- STATED TASK:
Rewrite the listing below with "grass" swapped for "lawn" and nothing else altered. Leave the picture out.

- MATERIAL FOR THIS TASK:
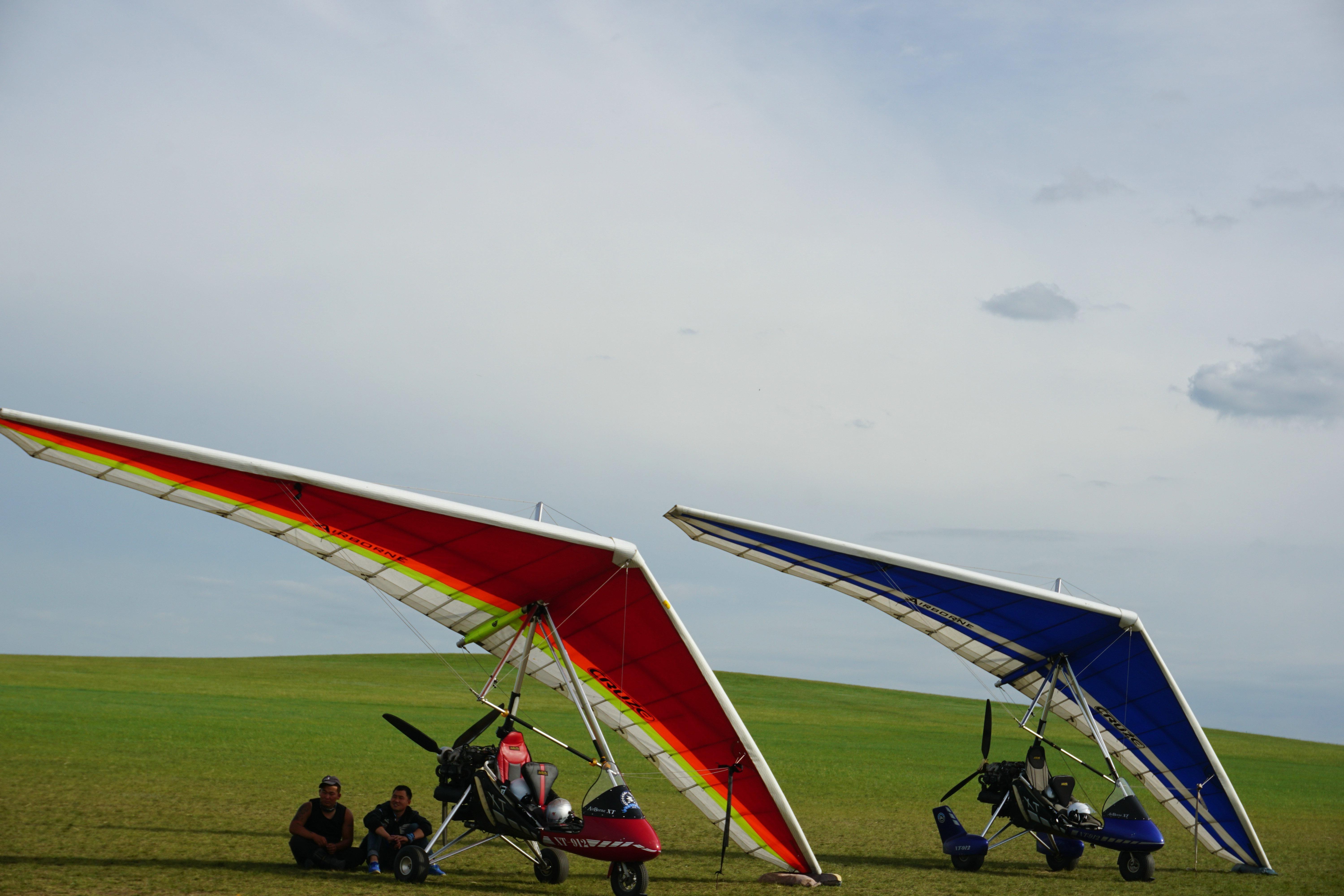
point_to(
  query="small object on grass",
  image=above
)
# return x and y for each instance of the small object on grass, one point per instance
(786, 879)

- COMPLETED EXERCISE:
point_to(
  query="small object on lawn",
  image=above
)
# return x and y for each instance of the small object on lawn, one point per instance
(786, 879)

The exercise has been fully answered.